▶ DOCUMENT PASSAGE
= Beginning of Section =

Four years after Hurricane Maria devastated Puerto Rico, the pain and suffering continues
Sept. 20, 2021, marks the four-year anniversary of Hurricane Maria’s devastation of Puerto Rico. Four years is but a moment in time when you have lost loved ones. Grieving, pain, and memory does not fade even when the tragedy that has swiftly changed your life forever is no longer headline news and the media world has moved on to other concerns.
I am not Puerto Rican, though I have a close to 60-year history with the island and its people here on the mainland. My husband is Puerto Rican, as are some of my cousins, and many of my closest friends and political allies. After Maria when I saw how quickly news from the island disappeared from headlines here on the mainland, or that articles on Puerto Rice were covered only from the perspective of those in power, I made a commitment, “a promesa,” to do what I could to amplify skimpy mainstream media coverage of recovery efforts on the island—as well as covering the Puerto Rican community here.
To the best of my ability I’ve kept that promise, and have continued to post stories and promote social media posts about Puerto Rico every day. Though Monday is an anniversary and I expect that a few mainstream media outlets will mark the day, I will post again tomorrow and in the days that follow. Though prayers to “descanse en paz” (rest in peace) are still said daily for those who died, there can be no true peace for the island’s living people if they continue to be second-class citizens of the U.S.

= End of Section =

▶ TO DO
[a] In the essay on Hurricane Maria's anniversary, what date marks four years since the hurricane struck Puerto Rico?
[b] Transcribe the stretch of the essay on Hurricane Maria's anniversary from "Four years after" through "to other concerns.".
The records after this point are separate material and are not connected to the essay on Hurricane Maria's anniversary.

▶ DATA FOR ANALYSIS
= Beginning of Section =

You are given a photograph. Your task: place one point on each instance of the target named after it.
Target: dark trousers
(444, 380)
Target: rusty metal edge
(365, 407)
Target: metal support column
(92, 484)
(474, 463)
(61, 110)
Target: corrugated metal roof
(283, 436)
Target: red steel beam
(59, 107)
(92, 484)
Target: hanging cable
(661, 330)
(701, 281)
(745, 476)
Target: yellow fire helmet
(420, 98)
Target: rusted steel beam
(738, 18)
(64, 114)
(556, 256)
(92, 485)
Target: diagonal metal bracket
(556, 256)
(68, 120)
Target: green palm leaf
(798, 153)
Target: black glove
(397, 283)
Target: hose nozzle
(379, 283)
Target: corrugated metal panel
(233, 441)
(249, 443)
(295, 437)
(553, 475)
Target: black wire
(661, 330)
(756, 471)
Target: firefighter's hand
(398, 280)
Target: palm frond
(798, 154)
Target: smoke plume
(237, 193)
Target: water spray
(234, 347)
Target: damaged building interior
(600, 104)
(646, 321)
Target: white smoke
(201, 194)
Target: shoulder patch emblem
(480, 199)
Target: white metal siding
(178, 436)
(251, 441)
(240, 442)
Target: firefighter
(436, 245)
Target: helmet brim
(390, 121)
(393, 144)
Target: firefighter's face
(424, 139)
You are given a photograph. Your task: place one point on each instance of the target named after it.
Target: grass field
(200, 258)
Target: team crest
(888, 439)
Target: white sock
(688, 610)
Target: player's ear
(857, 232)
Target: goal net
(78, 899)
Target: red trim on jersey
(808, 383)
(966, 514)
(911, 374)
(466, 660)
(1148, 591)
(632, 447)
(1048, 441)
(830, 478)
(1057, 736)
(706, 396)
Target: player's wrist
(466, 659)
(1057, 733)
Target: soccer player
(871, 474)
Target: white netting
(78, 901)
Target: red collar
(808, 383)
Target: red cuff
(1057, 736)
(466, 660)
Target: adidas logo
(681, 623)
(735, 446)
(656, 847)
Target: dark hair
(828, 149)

= End of Section =

▶ EXERCISE RESULTS
[a] Sept. 20, 2021.

[b]
Four years after Hurricane Maria devastated Puerto Rico, the pain and suffering continues
Sept. 20, 2021, marks the four-year anniversary of Hurricane Maria’s devastation of Puerto Rico. Four years is but a moment in time when you have lost loved ones. Grieving, pain, and memory does not fade even when the tragedy that has swiftly changed your life forever is no longer headline news and the media world has moved on to other concerns.